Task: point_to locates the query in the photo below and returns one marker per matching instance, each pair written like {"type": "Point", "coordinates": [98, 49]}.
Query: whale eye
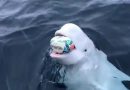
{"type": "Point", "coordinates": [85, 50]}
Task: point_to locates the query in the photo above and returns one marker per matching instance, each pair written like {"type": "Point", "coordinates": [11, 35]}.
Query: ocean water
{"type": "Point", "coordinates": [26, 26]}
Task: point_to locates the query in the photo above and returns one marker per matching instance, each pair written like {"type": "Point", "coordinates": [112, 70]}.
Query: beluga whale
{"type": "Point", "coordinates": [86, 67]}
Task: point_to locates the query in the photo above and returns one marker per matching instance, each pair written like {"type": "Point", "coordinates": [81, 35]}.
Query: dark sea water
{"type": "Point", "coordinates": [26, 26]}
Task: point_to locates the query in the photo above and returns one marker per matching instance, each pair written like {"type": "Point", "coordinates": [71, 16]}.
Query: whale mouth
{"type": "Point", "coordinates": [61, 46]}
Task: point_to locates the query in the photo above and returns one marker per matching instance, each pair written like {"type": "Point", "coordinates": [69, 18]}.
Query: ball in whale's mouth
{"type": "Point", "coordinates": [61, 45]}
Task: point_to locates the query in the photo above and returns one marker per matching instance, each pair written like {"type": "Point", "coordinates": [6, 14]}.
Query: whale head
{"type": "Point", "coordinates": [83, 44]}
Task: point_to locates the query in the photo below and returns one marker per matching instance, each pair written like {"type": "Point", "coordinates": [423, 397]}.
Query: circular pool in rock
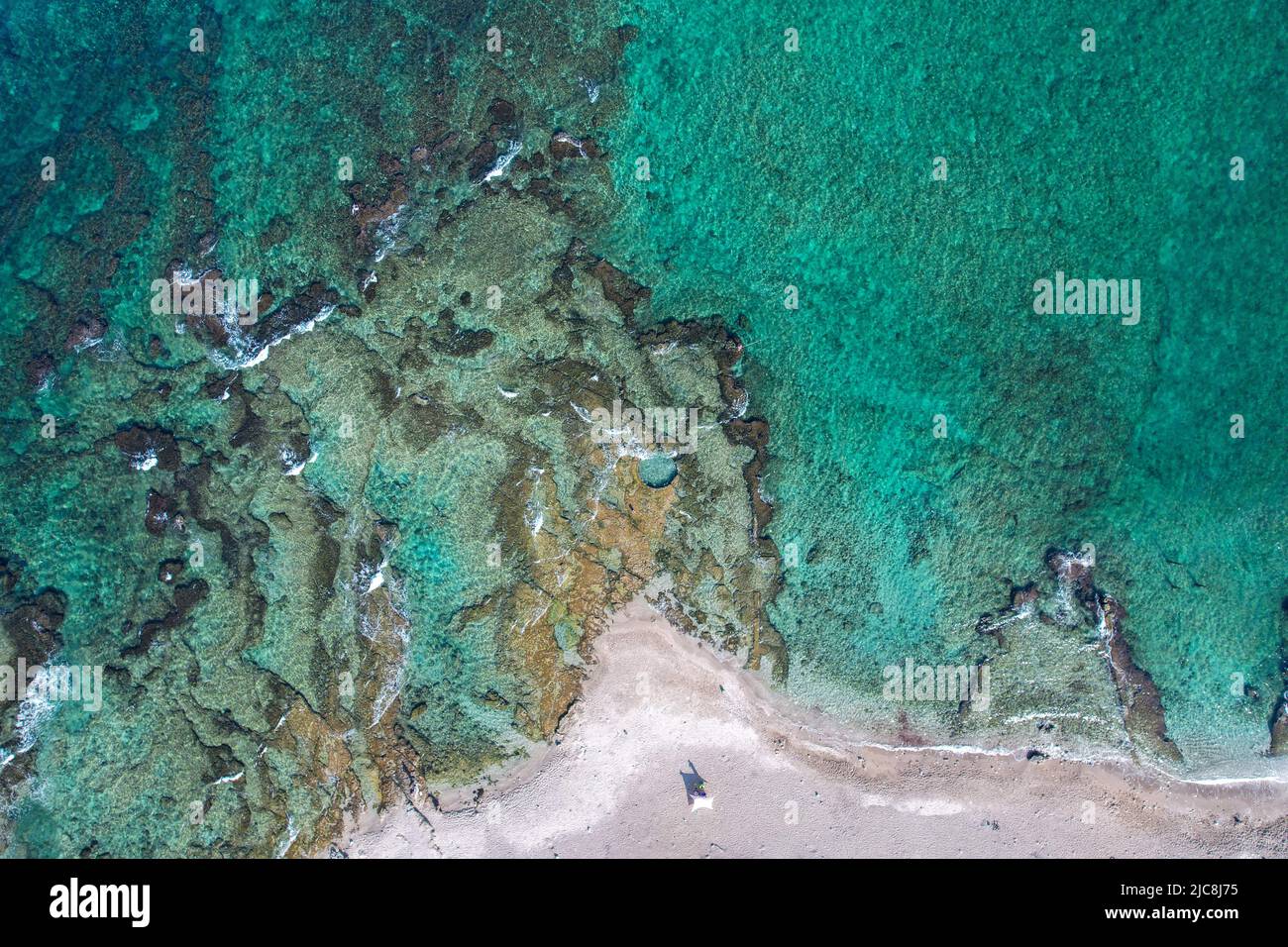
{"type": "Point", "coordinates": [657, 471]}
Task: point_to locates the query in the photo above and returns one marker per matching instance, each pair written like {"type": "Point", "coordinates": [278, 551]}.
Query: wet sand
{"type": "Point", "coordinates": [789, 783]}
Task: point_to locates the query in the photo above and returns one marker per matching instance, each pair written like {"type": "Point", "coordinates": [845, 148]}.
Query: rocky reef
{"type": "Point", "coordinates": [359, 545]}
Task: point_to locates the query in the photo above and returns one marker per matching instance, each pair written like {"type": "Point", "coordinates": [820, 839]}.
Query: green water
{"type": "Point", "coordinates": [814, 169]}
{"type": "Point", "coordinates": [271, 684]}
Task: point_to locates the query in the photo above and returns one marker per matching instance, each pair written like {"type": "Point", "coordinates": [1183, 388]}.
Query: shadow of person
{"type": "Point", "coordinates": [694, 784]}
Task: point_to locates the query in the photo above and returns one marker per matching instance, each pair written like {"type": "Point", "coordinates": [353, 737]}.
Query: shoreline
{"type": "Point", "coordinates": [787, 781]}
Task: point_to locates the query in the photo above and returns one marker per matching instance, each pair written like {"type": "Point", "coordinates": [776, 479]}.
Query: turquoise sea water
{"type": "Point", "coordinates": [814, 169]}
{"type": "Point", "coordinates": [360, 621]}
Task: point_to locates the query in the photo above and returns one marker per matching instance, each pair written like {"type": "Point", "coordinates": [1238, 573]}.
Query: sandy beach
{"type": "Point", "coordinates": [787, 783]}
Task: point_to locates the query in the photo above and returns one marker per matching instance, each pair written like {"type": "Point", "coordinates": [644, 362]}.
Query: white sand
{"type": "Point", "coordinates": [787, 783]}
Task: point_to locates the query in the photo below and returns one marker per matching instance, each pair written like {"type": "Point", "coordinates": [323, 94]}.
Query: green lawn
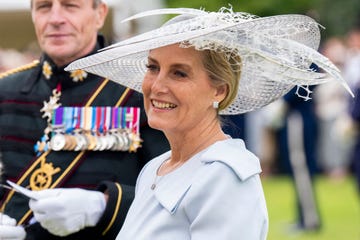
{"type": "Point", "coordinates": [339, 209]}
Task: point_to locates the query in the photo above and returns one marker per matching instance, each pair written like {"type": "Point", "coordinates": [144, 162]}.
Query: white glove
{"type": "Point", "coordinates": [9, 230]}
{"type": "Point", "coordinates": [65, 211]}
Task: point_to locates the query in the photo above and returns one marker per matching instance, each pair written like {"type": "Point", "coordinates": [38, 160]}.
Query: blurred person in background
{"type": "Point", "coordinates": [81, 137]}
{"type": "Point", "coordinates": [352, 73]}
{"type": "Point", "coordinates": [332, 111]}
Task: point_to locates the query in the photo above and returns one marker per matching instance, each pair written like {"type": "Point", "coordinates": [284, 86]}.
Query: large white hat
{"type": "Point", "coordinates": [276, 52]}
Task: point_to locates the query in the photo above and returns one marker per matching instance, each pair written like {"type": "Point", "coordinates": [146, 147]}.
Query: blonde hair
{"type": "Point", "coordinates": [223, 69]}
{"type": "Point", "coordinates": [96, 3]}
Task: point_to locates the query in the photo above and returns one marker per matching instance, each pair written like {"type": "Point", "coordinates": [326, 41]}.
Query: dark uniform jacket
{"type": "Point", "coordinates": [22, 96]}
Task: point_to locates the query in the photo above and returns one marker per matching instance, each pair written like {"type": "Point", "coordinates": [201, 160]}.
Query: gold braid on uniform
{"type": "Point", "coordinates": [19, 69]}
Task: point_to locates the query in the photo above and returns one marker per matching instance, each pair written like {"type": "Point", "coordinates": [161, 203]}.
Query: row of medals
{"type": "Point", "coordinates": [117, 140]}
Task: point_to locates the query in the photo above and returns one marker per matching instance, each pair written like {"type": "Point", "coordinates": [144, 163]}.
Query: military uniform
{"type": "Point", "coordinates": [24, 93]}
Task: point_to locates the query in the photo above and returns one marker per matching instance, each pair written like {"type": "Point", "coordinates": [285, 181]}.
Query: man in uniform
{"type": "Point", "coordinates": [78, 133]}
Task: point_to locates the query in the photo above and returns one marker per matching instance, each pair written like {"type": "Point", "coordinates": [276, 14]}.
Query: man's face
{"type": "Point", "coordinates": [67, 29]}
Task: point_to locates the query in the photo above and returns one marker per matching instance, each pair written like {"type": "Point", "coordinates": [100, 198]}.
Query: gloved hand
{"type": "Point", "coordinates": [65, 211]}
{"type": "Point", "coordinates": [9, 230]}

---

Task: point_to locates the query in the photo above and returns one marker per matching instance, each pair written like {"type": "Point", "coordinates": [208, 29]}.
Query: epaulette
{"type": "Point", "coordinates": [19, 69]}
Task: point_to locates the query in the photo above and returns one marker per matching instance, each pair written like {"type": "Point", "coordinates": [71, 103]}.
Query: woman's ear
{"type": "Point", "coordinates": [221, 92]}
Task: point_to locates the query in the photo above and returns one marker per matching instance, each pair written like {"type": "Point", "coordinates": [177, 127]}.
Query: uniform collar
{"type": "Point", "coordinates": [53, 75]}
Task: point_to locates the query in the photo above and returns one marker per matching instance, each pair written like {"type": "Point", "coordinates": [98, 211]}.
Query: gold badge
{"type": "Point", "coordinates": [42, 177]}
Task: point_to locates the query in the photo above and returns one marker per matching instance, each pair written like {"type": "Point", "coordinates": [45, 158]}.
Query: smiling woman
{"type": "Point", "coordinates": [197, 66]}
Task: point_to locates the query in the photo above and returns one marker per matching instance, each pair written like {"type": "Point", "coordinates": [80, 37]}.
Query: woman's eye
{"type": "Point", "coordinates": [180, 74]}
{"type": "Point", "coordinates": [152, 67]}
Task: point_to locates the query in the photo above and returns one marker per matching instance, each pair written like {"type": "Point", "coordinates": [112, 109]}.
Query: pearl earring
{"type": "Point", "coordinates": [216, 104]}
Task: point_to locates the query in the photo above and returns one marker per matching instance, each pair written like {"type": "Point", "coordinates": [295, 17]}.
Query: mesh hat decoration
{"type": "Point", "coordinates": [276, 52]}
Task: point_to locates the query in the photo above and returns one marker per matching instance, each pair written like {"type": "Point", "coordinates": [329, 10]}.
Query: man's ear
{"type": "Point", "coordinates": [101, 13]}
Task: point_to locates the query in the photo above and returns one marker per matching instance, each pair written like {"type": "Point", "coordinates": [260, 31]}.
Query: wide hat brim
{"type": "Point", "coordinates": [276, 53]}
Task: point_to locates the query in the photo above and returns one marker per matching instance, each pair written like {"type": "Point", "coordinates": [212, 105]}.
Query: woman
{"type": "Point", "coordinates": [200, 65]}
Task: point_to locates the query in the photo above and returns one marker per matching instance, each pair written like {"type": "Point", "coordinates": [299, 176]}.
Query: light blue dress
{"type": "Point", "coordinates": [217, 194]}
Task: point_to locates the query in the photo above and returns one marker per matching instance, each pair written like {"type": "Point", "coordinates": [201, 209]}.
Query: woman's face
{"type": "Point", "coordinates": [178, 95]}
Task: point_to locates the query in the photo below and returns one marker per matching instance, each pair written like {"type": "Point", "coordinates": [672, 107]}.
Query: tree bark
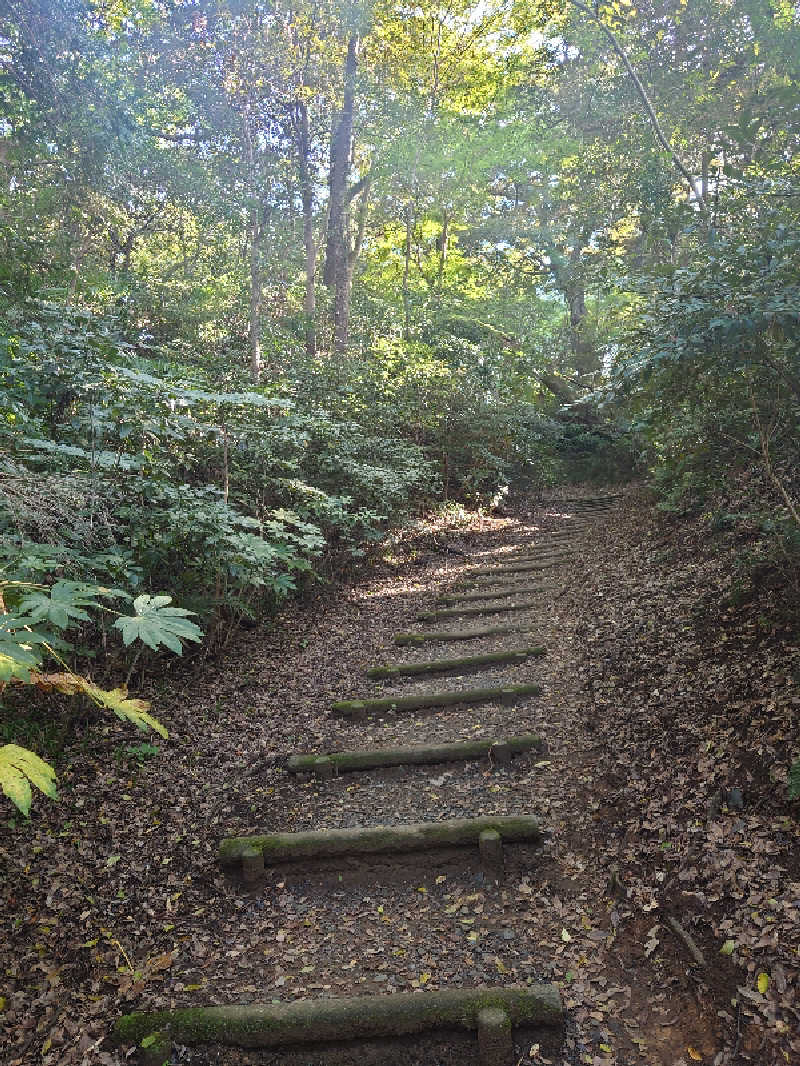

Exercise details -
Lines holding the word "below" in the entries above are the ones to pull out. Copy them all.

Final answer -
Task: point_to locates the query in the photo below and returns one marker per matching instance, each pair written like {"type": "Point", "coordinates": [98, 49]}.
Task: point_to locates the query in the photo below and returns one marker per matching instance, each pair written like {"type": "Point", "coordinates": [423, 397]}.
Task: point_to locates the query in the photo below and returns one marker per matching instance, each pair written like {"type": "Point", "coordinates": [323, 94]}.
Task: point_to locates the query in the photo below and returns one marker per matching instance, each pair written like {"type": "Point", "coordinates": [672, 107]}.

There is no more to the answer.